Exactly as they appear, copy the lines of the listing from the one containing "of the blue" through the final line, both included, and nothing else.

Point placement records:
=-=-=-=-=

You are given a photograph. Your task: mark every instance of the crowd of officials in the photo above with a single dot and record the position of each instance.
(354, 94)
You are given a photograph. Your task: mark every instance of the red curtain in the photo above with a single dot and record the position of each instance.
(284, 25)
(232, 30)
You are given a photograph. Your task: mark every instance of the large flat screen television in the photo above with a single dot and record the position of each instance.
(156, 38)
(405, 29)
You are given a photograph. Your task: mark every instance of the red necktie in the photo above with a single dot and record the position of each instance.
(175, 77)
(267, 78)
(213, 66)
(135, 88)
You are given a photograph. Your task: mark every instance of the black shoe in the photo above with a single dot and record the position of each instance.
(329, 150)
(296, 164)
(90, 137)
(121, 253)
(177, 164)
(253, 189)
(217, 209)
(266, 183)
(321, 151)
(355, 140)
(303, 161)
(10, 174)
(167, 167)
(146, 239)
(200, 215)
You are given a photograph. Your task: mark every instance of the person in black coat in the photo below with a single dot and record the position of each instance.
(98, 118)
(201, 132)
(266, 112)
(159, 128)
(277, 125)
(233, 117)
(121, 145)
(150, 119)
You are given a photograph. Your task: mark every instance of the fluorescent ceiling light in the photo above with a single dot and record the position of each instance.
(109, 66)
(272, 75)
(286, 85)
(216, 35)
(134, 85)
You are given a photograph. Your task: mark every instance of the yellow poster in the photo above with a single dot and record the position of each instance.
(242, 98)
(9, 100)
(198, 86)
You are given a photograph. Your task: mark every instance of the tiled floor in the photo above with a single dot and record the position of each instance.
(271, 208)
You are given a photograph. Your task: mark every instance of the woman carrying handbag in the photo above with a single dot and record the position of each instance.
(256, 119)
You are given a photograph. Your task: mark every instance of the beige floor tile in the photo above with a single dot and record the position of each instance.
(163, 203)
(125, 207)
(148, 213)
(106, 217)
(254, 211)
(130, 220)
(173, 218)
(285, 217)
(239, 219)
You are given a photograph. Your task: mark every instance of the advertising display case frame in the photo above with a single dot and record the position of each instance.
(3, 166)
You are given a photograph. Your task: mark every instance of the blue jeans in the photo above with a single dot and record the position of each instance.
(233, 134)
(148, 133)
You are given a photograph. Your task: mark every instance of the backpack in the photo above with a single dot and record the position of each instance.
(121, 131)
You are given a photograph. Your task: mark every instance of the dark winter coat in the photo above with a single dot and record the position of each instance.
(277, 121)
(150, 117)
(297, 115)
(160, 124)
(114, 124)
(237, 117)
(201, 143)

=-=-=-=-=

_SOLUTION FOR THIS EXERCISE_
You are given a photograph. Your task: mark every instance of the blue jeans in the photo above with a single dot and record the position of each instance.
(233, 134)
(148, 133)
You are given a photograph. Your task: mark every instance of the backpack in the photo above with a single dot and record the position of each instance.
(121, 131)
You are given a photograph. Your task: mark every instance of the dark winter coat in the photo above with a single dot and record the position of each instance.
(277, 121)
(150, 117)
(297, 115)
(160, 124)
(114, 124)
(237, 117)
(201, 143)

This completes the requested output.